Entries from a point annotation set
==*==

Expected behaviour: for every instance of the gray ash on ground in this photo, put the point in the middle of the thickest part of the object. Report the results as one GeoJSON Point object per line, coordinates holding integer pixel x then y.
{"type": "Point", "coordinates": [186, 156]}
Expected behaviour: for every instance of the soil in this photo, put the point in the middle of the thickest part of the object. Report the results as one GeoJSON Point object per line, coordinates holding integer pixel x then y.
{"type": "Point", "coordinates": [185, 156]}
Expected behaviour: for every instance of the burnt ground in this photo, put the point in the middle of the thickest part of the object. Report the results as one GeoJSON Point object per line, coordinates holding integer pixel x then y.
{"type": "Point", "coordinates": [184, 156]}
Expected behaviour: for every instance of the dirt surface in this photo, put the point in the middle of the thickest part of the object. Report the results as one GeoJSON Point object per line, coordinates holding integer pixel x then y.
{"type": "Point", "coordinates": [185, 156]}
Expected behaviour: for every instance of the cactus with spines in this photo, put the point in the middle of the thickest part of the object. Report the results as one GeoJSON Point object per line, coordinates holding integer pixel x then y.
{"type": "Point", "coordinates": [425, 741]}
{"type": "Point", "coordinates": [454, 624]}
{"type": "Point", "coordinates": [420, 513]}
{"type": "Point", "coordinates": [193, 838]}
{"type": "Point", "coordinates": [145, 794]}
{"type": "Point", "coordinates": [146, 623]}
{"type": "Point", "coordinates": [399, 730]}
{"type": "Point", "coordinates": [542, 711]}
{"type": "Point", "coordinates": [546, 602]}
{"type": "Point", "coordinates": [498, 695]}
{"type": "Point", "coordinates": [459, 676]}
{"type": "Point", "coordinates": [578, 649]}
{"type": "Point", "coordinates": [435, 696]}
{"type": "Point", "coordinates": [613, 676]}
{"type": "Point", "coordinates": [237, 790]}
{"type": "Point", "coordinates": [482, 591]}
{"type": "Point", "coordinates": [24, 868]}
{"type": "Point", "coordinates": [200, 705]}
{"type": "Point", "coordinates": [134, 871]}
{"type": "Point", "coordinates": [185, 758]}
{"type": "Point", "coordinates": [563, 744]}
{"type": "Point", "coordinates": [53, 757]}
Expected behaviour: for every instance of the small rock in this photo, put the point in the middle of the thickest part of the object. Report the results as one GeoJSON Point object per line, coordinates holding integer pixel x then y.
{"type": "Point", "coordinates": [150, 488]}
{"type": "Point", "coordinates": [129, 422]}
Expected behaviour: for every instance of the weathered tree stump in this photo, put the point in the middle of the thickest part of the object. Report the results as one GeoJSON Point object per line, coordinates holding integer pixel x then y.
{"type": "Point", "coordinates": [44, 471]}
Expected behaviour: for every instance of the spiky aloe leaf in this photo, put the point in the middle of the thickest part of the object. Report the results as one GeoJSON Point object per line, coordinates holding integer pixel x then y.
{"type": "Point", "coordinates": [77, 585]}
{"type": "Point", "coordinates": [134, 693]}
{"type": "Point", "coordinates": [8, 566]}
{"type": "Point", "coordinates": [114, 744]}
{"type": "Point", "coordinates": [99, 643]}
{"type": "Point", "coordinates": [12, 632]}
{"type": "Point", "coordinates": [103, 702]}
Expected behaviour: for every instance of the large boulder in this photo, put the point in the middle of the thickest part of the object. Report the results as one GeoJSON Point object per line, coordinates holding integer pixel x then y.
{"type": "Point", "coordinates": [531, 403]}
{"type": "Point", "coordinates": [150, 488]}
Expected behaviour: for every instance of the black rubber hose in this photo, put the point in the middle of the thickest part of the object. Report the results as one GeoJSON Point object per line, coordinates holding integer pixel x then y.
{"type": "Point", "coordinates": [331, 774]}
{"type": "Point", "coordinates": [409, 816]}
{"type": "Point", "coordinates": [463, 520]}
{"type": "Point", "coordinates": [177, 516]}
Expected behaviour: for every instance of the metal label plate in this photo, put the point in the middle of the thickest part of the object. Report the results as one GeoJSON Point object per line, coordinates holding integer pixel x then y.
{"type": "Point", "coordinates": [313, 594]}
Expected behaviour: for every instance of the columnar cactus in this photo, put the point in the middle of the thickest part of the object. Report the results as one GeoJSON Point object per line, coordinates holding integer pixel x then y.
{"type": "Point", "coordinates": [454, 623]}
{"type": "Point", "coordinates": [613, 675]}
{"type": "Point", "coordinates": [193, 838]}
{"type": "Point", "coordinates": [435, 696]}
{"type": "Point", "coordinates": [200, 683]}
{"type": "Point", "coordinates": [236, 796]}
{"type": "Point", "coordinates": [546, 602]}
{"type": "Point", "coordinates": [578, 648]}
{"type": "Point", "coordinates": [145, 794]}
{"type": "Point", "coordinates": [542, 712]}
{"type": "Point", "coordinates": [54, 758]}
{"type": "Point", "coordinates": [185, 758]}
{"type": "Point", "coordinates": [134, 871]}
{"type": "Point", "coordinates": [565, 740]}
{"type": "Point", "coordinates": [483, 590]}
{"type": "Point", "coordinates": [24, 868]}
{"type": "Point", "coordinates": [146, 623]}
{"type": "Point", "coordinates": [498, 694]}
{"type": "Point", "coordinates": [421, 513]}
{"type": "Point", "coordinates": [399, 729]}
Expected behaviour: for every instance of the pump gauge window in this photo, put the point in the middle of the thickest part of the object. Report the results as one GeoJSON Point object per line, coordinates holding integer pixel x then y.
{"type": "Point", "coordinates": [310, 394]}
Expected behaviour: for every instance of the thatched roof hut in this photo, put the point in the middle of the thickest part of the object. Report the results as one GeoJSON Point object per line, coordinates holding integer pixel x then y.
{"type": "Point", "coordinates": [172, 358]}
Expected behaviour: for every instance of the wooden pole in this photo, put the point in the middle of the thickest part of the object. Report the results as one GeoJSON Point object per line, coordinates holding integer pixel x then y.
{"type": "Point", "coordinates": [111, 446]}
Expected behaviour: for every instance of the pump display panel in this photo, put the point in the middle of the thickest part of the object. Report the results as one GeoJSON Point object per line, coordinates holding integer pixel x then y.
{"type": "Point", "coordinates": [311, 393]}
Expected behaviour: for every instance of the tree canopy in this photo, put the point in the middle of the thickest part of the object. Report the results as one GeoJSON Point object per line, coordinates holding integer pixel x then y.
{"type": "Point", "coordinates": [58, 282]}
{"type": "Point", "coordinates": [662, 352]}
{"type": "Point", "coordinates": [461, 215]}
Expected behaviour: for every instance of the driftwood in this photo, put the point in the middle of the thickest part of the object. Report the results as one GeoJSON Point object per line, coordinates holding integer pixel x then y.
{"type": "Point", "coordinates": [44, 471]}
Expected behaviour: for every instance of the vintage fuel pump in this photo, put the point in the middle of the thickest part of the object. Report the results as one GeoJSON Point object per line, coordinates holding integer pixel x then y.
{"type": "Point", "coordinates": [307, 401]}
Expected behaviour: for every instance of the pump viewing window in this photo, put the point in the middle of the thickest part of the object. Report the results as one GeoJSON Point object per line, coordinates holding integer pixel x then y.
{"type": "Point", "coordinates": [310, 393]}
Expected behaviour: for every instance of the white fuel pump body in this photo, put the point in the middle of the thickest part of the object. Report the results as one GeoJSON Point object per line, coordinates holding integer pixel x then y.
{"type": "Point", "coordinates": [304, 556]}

==*==

▸ **Short exercise**: Retype every line of the listing above without any changes.

▸ **Answer to the task**:
Expected behaviour: for every instance of the gray ash on ground in this photo, put the point in the middle of the thickest part of the object. Report the results as one GeoJSON Point object per line, coordinates holding integer pixel x then y.
{"type": "Point", "coordinates": [186, 156]}
Expected behaviour: for every instance of the soil in this photo, put the point in the middle of the thickest part of the object. Report the results as one GeoJSON Point object per line, coordinates holding integer pixel x then y.
{"type": "Point", "coordinates": [185, 156]}
Expected behaviour: for every instance of the burnt ground in this photo, put the point in the middle of the thickest part of the object. Report the results as one GeoJSON Point object per line, coordinates holding integer pixel x then y.
{"type": "Point", "coordinates": [184, 156]}
Expected behaviour: for every instance of the dirt surface in this photo, put the point in the middle of the thickest part of the object. Report the results as one GeoJSON Point object per line, coordinates holding integer pixel x then y.
{"type": "Point", "coordinates": [185, 156]}
Expected behaviour: for every instance of the cactus with spines in this photo, put the point in the middle of the thickest part of the object. Report the results as one GeoJSON Point object per line, coordinates holding integer pixel x then y.
{"type": "Point", "coordinates": [425, 741]}
{"type": "Point", "coordinates": [454, 624]}
{"type": "Point", "coordinates": [420, 513]}
{"type": "Point", "coordinates": [193, 838]}
{"type": "Point", "coordinates": [145, 794]}
{"type": "Point", "coordinates": [146, 623]}
{"type": "Point", "coordinates": [399, 730]}
{"type": "Point", "coordinates": [542, 711]}
{"type": "Point", "coordinates": [546, 602]}
{"type": "Point", "coordinates": [498, 695]}
{"type": "Point", "coordinates": [459, 676]}
{"type": "Point", "coordinates": [578, 649]}
{"type": "Point", "coordinates": [435, 696]}
{"type": "Point", "coordinates": [613, 676]}
{"type": "Point", "coordinates": [237, 790]}
{"type": "Point", "coordinates": [482, 591]}
{"type": "Point", "coordinates": [24, 868]}
{"type": "Point", "coordinates": [200, 705]}
{"type": "Point", "coordinates": [134, 871]}
{"type": "Point", "coordinates": [185, 758]}
{"type": "Point", "coordinates": [563, 744]}
{"type": "Point", "coordinates": [53, 757]}
Expected behaviour: for every instance of the small rock in this photo, put the point in the middle of the thickest part of the object. Report the results as one GeoJSON Point object per line, coordinates holding integer pixel x then y.
{"type": "Point", "coordinates": [150, 488]}
{"type": "Point", "coordinates": [129, 422]}
Expected behaviour: for every instance of the weathered tree stump in this photo, put the point in the middle of the thickest part of the object. Report the results as one GeoJSON Point object per line, coordinates holding integer pixel x then y.
{"type": "Point", "coordinates": [44, 471]}
Expected behaviour: for every instance of the spiky aloe leaf in this photo, put the point in the middle of the thickest part of the object. Report the results as one GeoJSON Point object per line, coordinates holding integer pixel x then y.
{"type": "Point", "coordinates": [77, 585]}
{"type": "Point", "coordinates": [134, 693]}
{"type": "Point", "coordinates": [8, 566]}
{"type": "Point", "coordinates": [114, 744]}
{"type": "Point", "coordinates": [99, 643]}
{"type": "Point", "coordinates": [12, 632]}
{"type": "Point", "coordinates": [103, 702]}
Expected behaviour: for every instance of the large boulder in this photo, put the point in the middle of the thickest part of the object. Report the results as one GeoJSON Point object per line, coordinates holding integer pixel x then y.
{"type": "Point", "coordinates": [531, 403]}
{"type": "Point", "coordinates": [150, 488]}
Expected behaviour: for every instance of the black rubber hose in this photo, put the point in the middle of the thickest part of the object. Report the results as one GeoJSON Point object per line, coordinates holding integer pixel x then y.
{"type": "Point", "coordinates": [331, 774]}
{"type": "Point", "coordinates": [409, 816]}
{"type": "Point", "coordinates": [463, 520]}
{"type": "Point", "coordinates": [177, 516]}
Expected behaviour: for every instance of the metal label plate in this photo, put the point in the middle of the thickest part of the object. Report the results as one GeoJSON Point object per line, coordinates holding integer pixel x then y.
{"type": "Point", "coordinates": [313, 594]}
Expected behaviour: for every instance of the columnar cactus in this photo, put the point in the middle of the thickest part of the object. Report the results as one GeoJSON Point object per line, coordinates holding integer pixel x then y.
{"type": "Point", "coordinates": [454, 623]}
{"type": "Point", "coordinates": [613, 675]}
{"type": "Point", "coordinates": [193, 838]}
{"type": "Point", "coordinates": [435, 696]}
{"type": "Point", "coordinates": [200, 683]}
{"type": "Point", "coordinates": [236, 796]}
{"type": "Point", "coordinates": [546, 602]}
{"type": "Point", "coordinates": [578, 648]}
{"type": "Point", "coordinates": [145, 794]}
{"type": "Point", "coordinates": [542, 712]}
{"type": "Point", "coordinates": [54, 758]}
{"type": "Point", "coordinates": [185, 758]}
{"type": "Point", "coordinates": [134, 871]}
{"type": "Point", "coordinates": [565, 740]}
{"type": "Point", "coordinates": [483, 590]}
{"type": "Point", "coordinates": [24, 868]}
{"type": "Point", "coordinates": [146, 623]}
{"type": "Point", "coordinates": [498, 694]}
{"type": "Point", "coordinates": [421, 513]}
{"type": "Point", "coordinates": [399, 729]}
Expected behaviour: for every instance of the pump gauge window in this photo, put the point in the middle of the thickest part of the object. Report the results as one GeoJSON Point object per line, coordinates holding integer pixel x then y.
{"type": "Point", "coordinates": [310, 394]}
Expected behaviour: for every instance of the thatched roof hut in this photo, put the point in the middle of the thickest part of the object. Report the results as one GeoJSON Point object per line, coordinates holding integer pixel x then y.
{"type": "Point", "coordinates": [172, 358]}
Expected behaviour: for every instance of the wooden pole in this photo, put the point in the middle of the thickest part of the object. Report the results as one GeoJSON Point object per line, coordinates holding integer pixel x then y.
{"type": "Point", "coordinates": [111, 446]}
Expected behaviour: for every instance of the pump display panel in this photo, put the point in the middle of the thickest part of the object. Report the results as one GeoJSON Point object per line, coordinates holding integer pixel x then y.
{"type": "Point", "coordinates": [311, 393]}
Expected behaviour: for every instance of the tree canopy in this photo, put the point in the middle of the thickest part of the object. Report the results as one GeoJSON Point object per line, coordinates holding integer pixel x then y.
{"type": "Point", "coordinates": [58, 282]}
{"type": "Point", "coordinates": [662, 352]}
{"type": "Point", "coordinates": [461, 215]}
Expected behaviour: for every instance of the driftwood in this photo, put the point in the middle of the thickest part of the object. Report the results as one GeoJSON Point object per line, coordinates holding integer pixel x then y.
{"type": "Point", "coordinates": [44, 471]}
Expected behaviour: for every instance of the vintage fuel pump in this photo, put the point in the middle of the thickest part of the object. Report the results as one GeoJSON Point object per line, coordinates holding integer pixel x then y.
{"type": "Point", "coordinates": [307, 401]}
Expected behaviour: for every instance of the pump viewing window in this photo, put the point in the middle of the thickest part of the object. Report the results as one GeoJSON Point object per line, coordinates holding integer pixel x then y.
{"type": "Point", "coordinates": [310, 393]}
Expected behaviour: for every instance of the white fuel pump body in this photo, put the point in the middle of the thickest part of the object. Report the results as one GeoJSON Point object per line, coordinates holding integer pixel x then y.
{"type": "Point", "coordinates": [304, 556]}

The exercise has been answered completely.